*TASK BRIEF*. Copy the lines starting at the one containing "facade on this photo." and ending at the one containing "<point>390,204</point>", replacing "ornate" with "decorated" and leaving everything else unchanged.

*TASK INPUT*.
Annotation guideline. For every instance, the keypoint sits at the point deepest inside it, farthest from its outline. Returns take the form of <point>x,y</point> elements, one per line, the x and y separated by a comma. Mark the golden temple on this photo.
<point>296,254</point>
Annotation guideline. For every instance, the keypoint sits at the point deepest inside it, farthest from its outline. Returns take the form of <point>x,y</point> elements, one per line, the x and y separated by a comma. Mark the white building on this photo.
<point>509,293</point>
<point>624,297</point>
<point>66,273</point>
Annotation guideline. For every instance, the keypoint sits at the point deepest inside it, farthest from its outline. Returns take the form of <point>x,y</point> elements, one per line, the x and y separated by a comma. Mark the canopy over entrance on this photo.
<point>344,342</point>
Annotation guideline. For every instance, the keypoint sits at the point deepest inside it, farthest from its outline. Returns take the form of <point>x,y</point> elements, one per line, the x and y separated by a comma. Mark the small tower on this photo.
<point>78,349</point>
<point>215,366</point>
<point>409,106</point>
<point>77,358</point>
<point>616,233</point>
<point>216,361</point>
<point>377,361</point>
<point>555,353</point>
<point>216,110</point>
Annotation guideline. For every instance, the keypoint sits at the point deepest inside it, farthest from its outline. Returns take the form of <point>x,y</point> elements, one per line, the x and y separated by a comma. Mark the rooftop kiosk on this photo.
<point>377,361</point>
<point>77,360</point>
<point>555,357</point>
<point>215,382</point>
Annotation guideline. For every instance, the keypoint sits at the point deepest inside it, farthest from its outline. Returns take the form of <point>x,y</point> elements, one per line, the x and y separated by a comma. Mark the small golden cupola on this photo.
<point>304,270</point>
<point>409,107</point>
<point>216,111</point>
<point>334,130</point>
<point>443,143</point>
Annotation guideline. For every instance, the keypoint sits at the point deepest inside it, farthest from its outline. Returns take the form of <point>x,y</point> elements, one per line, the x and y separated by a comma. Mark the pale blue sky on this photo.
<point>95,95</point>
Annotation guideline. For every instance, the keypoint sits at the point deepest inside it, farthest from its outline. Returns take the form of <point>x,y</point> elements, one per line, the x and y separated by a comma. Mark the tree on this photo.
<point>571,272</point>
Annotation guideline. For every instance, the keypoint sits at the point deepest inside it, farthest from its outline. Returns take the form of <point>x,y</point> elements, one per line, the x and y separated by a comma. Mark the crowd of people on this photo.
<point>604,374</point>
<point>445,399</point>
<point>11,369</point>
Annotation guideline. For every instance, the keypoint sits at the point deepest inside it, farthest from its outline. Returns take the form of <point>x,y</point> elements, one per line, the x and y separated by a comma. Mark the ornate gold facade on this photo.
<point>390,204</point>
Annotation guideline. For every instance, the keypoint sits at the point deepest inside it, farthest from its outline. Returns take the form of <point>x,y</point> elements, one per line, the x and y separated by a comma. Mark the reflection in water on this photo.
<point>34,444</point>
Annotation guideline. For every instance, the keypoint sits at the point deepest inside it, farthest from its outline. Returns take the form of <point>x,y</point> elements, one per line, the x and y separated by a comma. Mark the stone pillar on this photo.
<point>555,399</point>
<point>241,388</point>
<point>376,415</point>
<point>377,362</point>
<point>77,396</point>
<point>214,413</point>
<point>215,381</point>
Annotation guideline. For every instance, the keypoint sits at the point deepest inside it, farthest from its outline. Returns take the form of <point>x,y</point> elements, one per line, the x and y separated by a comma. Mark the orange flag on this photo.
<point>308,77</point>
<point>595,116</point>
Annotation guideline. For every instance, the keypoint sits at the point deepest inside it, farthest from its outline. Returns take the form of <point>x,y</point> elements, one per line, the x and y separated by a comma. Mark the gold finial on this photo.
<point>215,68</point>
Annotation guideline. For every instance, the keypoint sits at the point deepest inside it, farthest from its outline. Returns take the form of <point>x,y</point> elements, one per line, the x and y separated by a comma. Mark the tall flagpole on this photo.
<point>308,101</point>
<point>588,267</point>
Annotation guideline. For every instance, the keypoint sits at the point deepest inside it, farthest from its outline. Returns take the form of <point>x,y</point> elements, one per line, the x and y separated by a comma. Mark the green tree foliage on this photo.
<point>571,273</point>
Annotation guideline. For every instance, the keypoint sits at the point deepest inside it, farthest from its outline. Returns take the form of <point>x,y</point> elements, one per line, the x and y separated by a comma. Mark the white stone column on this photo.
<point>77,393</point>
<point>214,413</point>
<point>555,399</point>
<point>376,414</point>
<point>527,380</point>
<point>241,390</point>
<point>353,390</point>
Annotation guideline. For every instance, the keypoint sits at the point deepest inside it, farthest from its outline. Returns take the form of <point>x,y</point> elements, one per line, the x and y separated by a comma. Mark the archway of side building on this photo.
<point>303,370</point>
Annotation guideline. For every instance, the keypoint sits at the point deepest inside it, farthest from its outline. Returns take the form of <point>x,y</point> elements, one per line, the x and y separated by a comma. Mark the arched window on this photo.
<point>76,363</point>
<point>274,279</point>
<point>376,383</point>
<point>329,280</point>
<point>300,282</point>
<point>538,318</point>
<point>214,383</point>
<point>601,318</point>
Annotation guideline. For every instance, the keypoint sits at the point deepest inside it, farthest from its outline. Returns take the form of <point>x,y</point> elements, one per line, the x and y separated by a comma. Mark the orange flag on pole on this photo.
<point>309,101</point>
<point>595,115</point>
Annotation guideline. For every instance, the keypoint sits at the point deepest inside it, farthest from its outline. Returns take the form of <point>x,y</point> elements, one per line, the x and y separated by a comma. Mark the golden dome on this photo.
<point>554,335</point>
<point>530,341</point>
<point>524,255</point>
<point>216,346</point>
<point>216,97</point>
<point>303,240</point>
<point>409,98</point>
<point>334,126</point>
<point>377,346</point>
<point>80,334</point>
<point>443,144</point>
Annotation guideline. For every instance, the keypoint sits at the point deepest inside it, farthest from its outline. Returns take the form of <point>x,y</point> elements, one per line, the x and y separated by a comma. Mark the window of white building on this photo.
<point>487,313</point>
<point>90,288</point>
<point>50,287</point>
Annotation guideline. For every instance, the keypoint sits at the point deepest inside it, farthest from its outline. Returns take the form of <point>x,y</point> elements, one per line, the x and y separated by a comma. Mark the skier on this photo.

==

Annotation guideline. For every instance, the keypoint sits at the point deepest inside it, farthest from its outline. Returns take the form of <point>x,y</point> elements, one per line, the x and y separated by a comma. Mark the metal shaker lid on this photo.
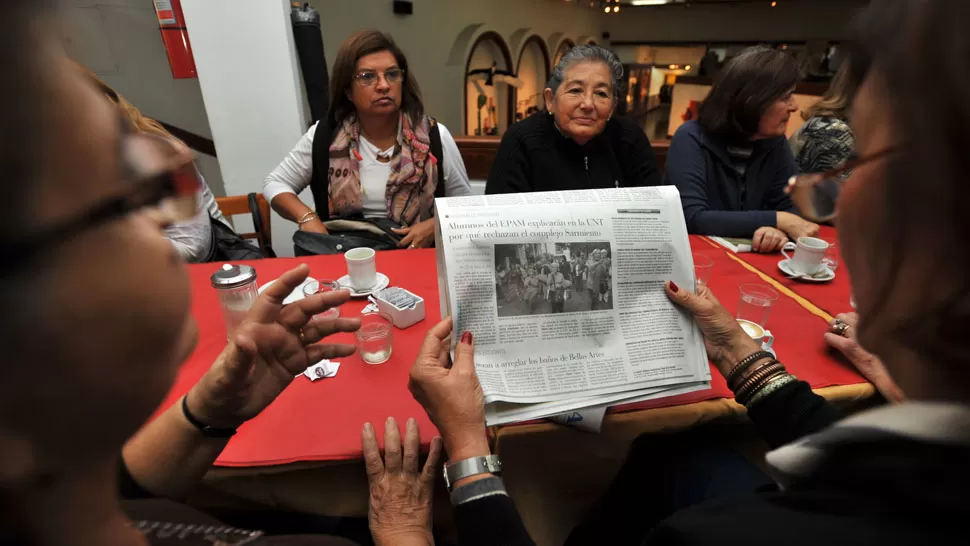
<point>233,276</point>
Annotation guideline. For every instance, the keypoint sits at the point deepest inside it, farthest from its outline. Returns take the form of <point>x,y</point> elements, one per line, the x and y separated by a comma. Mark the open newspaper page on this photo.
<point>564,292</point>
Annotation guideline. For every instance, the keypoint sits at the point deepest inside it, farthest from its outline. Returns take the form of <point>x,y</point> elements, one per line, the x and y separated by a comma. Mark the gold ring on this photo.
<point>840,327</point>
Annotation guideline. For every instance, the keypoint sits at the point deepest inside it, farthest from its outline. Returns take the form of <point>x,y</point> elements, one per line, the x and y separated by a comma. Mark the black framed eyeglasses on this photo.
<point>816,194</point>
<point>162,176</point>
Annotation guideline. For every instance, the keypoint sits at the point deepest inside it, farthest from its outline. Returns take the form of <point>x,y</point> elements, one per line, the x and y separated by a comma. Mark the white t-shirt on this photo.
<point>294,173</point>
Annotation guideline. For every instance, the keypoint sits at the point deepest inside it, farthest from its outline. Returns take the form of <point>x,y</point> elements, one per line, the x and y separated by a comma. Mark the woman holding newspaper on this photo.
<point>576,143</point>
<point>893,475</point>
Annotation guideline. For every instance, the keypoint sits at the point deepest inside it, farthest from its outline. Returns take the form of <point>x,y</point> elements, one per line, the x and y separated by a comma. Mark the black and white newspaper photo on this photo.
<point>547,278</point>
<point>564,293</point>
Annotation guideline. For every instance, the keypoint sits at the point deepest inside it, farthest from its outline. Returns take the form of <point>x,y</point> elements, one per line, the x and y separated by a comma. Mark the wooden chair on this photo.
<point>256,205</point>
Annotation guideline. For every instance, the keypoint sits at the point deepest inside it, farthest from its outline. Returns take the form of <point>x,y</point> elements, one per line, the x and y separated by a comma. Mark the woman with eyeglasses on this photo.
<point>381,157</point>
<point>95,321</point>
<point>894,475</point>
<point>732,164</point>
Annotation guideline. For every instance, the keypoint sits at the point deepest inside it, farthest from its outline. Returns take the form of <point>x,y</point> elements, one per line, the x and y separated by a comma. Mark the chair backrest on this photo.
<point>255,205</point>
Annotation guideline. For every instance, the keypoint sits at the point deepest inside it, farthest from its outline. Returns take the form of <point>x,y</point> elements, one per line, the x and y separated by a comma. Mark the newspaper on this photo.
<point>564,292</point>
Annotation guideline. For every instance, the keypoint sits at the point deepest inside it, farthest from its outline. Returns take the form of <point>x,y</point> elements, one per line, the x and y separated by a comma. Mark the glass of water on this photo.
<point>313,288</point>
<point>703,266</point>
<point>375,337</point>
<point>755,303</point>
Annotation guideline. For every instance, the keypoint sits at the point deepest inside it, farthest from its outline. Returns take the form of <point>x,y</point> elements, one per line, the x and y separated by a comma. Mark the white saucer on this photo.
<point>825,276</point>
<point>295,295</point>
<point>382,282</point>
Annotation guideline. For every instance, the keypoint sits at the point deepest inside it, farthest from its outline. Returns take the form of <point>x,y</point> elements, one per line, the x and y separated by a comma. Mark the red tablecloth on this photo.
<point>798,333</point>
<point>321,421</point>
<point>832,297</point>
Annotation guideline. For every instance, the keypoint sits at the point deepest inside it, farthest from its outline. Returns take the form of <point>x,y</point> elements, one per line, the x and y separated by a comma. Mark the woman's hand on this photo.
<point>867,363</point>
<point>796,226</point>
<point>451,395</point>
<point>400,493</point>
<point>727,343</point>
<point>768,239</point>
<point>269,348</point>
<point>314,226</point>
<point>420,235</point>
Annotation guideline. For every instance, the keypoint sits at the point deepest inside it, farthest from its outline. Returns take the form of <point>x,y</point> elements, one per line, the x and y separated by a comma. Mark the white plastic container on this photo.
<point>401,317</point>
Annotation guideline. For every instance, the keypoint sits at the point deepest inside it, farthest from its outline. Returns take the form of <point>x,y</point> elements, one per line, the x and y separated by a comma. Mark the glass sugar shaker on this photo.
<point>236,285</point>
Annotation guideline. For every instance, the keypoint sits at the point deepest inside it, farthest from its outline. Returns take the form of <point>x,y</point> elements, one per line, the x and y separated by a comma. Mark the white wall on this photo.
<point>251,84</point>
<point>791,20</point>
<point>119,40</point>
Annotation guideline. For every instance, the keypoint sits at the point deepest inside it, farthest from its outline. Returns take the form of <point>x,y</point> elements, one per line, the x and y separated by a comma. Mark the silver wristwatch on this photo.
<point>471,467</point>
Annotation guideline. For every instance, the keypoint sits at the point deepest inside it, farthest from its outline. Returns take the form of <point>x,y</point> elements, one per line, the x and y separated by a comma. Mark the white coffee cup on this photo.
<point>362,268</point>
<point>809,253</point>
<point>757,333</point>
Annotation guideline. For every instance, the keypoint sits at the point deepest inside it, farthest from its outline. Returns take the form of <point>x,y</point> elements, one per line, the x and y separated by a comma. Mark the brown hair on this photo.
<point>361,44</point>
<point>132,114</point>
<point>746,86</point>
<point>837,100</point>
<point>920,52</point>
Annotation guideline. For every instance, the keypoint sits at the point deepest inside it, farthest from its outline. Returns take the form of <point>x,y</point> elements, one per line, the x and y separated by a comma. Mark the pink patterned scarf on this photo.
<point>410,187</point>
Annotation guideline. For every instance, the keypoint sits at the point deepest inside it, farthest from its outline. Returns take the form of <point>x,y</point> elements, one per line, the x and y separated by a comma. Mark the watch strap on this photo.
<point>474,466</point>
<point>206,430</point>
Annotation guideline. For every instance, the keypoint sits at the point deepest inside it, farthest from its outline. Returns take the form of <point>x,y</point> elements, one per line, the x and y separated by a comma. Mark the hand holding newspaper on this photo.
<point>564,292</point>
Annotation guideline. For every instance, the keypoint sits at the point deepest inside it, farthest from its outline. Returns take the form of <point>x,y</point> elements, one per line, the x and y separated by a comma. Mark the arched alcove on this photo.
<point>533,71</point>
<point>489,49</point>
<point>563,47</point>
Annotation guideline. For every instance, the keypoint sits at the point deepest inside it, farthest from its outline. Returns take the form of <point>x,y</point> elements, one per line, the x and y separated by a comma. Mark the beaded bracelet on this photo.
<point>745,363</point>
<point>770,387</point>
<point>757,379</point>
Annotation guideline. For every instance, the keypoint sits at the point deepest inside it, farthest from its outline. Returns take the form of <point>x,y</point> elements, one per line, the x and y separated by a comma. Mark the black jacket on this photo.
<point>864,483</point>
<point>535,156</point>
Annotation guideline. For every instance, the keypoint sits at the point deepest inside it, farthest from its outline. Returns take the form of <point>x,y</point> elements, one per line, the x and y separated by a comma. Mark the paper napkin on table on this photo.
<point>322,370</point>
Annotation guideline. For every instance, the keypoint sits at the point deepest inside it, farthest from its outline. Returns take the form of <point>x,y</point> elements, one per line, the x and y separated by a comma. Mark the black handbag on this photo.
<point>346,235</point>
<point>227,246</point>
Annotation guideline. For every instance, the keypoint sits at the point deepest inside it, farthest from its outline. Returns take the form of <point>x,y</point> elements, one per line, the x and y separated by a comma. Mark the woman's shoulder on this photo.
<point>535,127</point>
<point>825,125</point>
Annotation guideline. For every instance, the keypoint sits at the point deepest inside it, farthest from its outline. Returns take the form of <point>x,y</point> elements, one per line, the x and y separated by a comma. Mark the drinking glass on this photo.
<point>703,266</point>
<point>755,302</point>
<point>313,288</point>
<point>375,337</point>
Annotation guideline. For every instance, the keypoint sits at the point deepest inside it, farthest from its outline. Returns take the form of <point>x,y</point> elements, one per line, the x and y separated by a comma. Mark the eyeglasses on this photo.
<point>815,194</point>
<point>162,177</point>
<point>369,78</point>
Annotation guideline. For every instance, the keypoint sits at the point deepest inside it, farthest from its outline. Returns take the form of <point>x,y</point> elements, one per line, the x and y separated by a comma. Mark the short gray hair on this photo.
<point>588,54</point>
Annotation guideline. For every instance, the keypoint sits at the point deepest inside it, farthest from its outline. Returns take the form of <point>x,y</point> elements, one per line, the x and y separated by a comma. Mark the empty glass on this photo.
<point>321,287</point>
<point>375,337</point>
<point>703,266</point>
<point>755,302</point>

...

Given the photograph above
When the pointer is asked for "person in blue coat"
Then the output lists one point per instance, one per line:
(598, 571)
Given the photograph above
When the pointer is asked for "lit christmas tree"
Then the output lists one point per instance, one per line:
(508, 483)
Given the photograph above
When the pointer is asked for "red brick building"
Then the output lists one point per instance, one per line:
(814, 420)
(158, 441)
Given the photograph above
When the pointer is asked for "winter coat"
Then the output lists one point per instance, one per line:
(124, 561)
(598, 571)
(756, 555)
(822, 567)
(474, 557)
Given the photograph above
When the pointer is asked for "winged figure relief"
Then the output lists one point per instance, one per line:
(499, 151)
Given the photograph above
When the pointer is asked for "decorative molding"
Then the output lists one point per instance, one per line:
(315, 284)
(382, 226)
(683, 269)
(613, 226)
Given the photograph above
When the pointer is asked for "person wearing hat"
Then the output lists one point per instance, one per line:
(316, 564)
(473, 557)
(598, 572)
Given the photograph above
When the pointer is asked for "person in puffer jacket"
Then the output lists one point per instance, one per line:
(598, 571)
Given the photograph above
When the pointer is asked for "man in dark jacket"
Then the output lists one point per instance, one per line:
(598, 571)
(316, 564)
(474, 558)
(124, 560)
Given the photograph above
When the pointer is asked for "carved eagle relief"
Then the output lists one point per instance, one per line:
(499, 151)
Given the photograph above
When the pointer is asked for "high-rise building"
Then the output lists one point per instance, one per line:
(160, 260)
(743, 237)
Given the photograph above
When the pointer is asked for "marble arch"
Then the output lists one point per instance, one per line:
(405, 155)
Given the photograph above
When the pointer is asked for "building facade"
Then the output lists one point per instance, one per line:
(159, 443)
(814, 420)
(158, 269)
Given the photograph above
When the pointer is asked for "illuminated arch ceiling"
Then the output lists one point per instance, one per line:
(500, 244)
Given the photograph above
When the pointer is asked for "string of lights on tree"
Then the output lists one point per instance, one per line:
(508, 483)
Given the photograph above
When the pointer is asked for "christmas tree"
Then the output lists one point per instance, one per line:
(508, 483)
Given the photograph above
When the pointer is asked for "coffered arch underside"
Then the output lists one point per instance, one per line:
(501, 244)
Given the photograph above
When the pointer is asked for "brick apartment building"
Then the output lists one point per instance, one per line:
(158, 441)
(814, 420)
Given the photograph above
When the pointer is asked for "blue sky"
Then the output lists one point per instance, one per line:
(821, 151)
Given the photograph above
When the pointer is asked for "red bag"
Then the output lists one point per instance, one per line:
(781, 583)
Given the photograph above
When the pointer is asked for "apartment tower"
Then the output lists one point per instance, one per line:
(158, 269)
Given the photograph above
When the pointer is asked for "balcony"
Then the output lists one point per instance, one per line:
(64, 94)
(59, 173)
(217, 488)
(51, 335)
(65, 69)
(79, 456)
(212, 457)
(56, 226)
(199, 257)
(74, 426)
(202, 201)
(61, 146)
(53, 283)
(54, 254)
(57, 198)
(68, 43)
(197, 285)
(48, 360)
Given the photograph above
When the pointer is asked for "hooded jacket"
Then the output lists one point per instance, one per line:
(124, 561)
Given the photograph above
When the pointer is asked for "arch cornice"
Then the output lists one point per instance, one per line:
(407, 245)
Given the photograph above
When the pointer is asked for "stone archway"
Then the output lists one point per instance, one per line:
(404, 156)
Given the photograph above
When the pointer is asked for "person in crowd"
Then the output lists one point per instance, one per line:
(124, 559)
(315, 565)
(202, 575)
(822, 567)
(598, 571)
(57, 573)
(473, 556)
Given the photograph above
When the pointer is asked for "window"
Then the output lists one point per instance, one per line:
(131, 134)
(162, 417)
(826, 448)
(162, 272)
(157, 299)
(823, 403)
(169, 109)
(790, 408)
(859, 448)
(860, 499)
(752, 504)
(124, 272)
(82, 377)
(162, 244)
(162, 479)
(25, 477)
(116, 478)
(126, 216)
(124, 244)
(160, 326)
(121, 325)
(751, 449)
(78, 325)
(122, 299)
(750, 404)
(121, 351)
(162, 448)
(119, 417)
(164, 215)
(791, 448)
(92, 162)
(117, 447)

*ANSWER FOR THIS EXERCISE*.
Annotation guideline. For every instance, the keypoint sits at the point deepest inside it, farthest from its outline. Returns take the form of <point>x,y</point> elements, one per line, the x and y separated by a comma. Mark the decorated gold facade on this photo.
<point>390,204</point>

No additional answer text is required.